**WHAT TO DO:** Copy everything from "She earned a" down to "R. S. Sayers." in the biography of Marjorie Grice-Hutchinson, word for word.

- Born: 26 May 1909 Eastbourne, East Sussex, England
- Died: 12 April 2003 (aged 93) Málaga, Spain
- Other name: Baroness von Schlippenbach (upon marriage)
- Occupations: Economist, economic historian
- Parent: George Grice-Hutchinson

= Marjorie Grice-Hutchinson =

English economist

Marjorie Grice-Hutchinson MBE (26 May 1909 – 12 April 2003) was an English economist.

== Early life and education ==
Marjorie Eileen Henrietta Grice-Hutchinson was born in 1909, in Eastbourne, Sussex, the daughter of George Grice-Hutchinson and Edith Louise Eastwick Grice-Hutchinson. Her father was a solicitor. When her father retired to Málaga in 1920, Grice-Hutchinson went with him.

She earned a degree in Spanish at the University of London, and completed a Ph.D. at the London School of Economics, under the supervision of Friedrich Hayek and R. S. Sayers.

**EXCERPTED DATA:**
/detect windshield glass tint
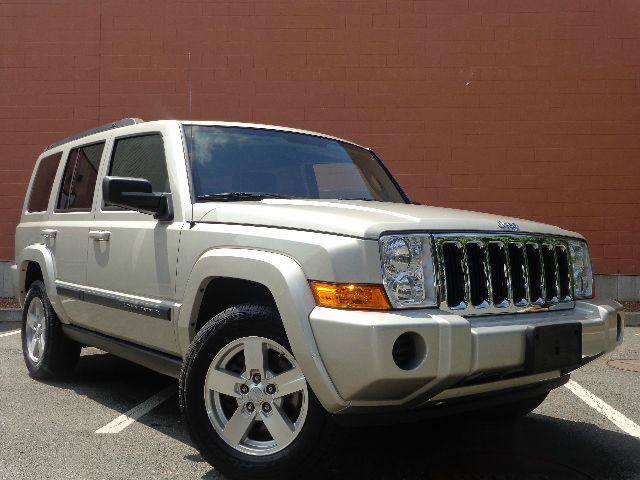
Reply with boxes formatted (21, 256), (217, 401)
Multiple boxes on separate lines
(184, 125), (406, 203)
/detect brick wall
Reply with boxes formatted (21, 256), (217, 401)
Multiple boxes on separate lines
(0, 0), (640, 274)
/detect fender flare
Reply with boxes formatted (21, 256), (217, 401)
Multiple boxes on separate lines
(176, 248), (348, 413)
(16, 244), (69, 323)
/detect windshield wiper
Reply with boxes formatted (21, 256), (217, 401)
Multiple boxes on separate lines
(196, 192), (293, 202)
(336, 197), (384, 202)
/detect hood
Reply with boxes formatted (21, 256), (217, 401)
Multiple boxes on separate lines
(193, 199), (582, 240)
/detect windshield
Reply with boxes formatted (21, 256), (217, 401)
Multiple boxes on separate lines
(184, 125), (407, 203)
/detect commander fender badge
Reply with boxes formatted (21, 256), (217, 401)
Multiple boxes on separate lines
(498, 220), (520, 232)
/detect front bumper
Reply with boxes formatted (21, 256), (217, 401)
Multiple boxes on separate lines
(309, 298), (624, 413)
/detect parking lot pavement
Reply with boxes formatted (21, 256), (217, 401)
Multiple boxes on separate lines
(0, 323), (640, 480)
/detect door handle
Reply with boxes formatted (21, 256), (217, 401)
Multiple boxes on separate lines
(89, 230), (111, 242)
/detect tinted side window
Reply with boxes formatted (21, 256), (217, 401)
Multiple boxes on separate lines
(27, 152), (62, 212)
(57, 142), (104, 210)
(109, 134), (169, 192)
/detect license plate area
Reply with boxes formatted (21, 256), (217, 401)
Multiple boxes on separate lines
(525, 322), (582, 373)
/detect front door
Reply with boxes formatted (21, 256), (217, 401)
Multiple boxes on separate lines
(50, 142), (105, 323)
(85, 133), (182, 354)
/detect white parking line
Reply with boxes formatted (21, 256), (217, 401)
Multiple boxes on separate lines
(96, 385), (176, 433)
(0, 330), (20, 338)
(565, 380), (640, 439)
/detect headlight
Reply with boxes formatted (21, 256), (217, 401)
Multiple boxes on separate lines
(569, 240), (593, 298)
(380, 234), (436, 308)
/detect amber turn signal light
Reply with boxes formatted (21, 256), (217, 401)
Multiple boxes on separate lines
(309, 280), (391, 310)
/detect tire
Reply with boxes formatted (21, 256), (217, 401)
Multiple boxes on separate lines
(180, 304), (335, 479)
(21, 280), (81, 380)
(481, 392), (549, 421)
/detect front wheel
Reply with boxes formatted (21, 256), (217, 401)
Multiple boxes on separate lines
(180, 304), (333, 479)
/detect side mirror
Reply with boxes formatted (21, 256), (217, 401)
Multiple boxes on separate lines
(102, 177), (173, 221)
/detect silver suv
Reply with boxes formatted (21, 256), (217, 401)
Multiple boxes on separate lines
(14, 119), (623, 478)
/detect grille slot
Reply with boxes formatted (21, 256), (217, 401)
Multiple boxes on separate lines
(466, 242), (489, 308)
(509, 242), (529, 306)
(542, 243), (558, 302)
(556, 245), (571, 302)
(442, 242), (467, 310)
(526, 243), (544, 305)
(434, 234), (573, 315)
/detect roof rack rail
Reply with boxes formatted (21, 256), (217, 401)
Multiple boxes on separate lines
(44, 118), (144, 152)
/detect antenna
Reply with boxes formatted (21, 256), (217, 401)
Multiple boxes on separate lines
(187, 52), (191, 119)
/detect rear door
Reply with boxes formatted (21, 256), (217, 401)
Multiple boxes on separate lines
(83, 128), (184, 354)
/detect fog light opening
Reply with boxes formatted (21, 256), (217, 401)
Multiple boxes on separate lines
(391, 332), (427, 370)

**WRITTEN RESPONSE:**
She earned a degree in Spanish at the University of London, and completed a Ph.D. at the London School of Economics, under the supervision of Friedrich Hayek and R. S. Sayers.